◆ **抜粋**:
左巻健男&理科の探検’s blog

左巻健男(さまきたけお)&理科の探検(RikaTan)誌

昭和46年(1971年)の検定中学校理科教科書の放射線の内容

Ⅱ 原子の構造と放射線


 いまから70年ほど前まで、原子というものは、もうそれ以上こまかく分けることのできない、物質のいちばん小さな単位だとおもわれていた。原子は目で見ることはできないが、現代の科学者は、いろいろな現象を通じて、原子がもっと小さな多くの粒子からなりたっていることをあきらかにした。原子力放射能などは、みな、原子の世界での粒子のふるまいがもとになっているものである。


1 原子の大きさと構造


 現在知られている原子の種類は約100種ほどである。それらの原子はすべて、その中心にある原子核と、そのまわりにある何個かの電子とからできている。まわりの電子の数10は、原子の種類によってちがい、たとえば、水素は1個、ヘリウムは2個、炭素は6個、酸素は8個である。また、原子核は正電気をもち、電子は負電気をもっていて、原子全体としては電気的に中性となっている。したがって、電子2個をもつヘリウム原子の原子核は、水素原子核の2倍の正電気もち、電子を6個もつ炭素原子の原子核は、水素原子核の6倍の正電気をもっている。

◆ **データ一覧**:

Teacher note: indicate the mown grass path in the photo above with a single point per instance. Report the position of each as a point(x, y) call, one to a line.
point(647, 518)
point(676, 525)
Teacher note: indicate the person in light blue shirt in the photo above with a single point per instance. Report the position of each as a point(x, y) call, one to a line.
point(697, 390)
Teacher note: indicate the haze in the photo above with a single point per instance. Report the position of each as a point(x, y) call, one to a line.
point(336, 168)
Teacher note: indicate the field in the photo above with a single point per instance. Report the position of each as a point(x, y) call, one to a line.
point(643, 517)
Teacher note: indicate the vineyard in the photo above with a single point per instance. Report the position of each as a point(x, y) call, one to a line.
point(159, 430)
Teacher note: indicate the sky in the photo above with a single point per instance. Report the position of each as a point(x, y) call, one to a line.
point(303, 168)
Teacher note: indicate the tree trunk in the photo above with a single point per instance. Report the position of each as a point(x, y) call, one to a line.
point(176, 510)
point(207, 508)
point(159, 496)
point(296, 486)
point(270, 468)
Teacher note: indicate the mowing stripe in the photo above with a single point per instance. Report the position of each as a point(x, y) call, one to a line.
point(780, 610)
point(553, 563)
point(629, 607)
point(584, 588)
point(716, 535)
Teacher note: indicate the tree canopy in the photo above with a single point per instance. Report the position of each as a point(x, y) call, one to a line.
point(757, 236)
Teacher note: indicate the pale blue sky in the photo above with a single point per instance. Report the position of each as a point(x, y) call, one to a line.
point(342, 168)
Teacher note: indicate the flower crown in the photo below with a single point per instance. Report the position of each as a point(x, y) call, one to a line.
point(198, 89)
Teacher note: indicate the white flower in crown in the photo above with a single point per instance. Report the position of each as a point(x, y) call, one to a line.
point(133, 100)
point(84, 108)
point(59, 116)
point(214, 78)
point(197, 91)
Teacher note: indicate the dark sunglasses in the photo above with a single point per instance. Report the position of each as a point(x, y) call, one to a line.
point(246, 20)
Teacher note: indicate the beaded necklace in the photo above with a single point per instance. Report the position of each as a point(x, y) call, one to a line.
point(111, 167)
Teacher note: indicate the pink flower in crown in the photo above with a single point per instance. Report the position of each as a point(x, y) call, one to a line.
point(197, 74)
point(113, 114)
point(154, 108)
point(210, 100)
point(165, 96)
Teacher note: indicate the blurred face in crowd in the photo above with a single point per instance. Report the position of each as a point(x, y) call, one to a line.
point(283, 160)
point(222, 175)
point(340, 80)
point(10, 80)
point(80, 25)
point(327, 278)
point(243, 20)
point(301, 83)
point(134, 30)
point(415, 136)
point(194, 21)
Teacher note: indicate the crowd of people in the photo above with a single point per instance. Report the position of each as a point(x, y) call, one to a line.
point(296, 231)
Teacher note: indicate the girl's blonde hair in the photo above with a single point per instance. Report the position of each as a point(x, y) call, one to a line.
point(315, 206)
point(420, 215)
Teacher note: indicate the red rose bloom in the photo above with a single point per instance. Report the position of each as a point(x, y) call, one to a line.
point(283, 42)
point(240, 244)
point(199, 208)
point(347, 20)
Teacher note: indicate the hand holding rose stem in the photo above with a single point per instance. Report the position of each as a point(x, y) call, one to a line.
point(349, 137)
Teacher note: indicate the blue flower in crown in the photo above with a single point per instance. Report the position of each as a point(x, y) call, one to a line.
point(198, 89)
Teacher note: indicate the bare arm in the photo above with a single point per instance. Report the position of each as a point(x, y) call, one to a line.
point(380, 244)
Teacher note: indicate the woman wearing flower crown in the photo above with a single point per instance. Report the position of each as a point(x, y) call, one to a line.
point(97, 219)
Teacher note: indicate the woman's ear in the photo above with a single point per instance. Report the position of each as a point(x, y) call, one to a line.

◆ **練習課題**:
原子の構造と放射線についての抜粋を、最初から最後まで一字一句そのまま書き写してもらえますか。 レコードは使わなくてかまいません。

◆ **解答例**:
左巻健男&理科の探検’s blog

左巻健男(さまきたけお)&理科の探検(RikaTan)誌

昭和46年(1971年)の検定中学校理科教科書の放射線の内容

Ⅱ 原子の構造と放射線


 いまから70年ほど前まで、原子というものは、もうそれ以上こまかく分けることのできない、物質のいちばん小さな単位だとおもわれていた。原子は目で見ることはできないが、現代の科学者は、いろいろな現象を通じて、原子がもっと小さな多くの粒子からなりたっていることをあきらかにした。原子力放射能などは、みな、原子の世界での粒子のふるまいがもとになっているものである。


1 原子の大きさと構造


 現在知られている原子の種類は約100種ほどである。それらの原子はすべて、その中心にある原子核と、そのまわりにある何個かの電子とからできている。まわりの電子の数10は、原子の種類によってちがい、たとえば、水素は1個、ヘリウムは2個、炭素は6個、酸素は8個である。また、原子核は正電気をもち、電子は負電気をもっていて、原子全体としては電気的に中性となっている。したがって、電子2個をもつヘリウム原子の原子核は、水素原子核の2倍の正電気もち、電子を6個もつ炭素原子の原子核は、水素原子核の6倍の正電気をもっている。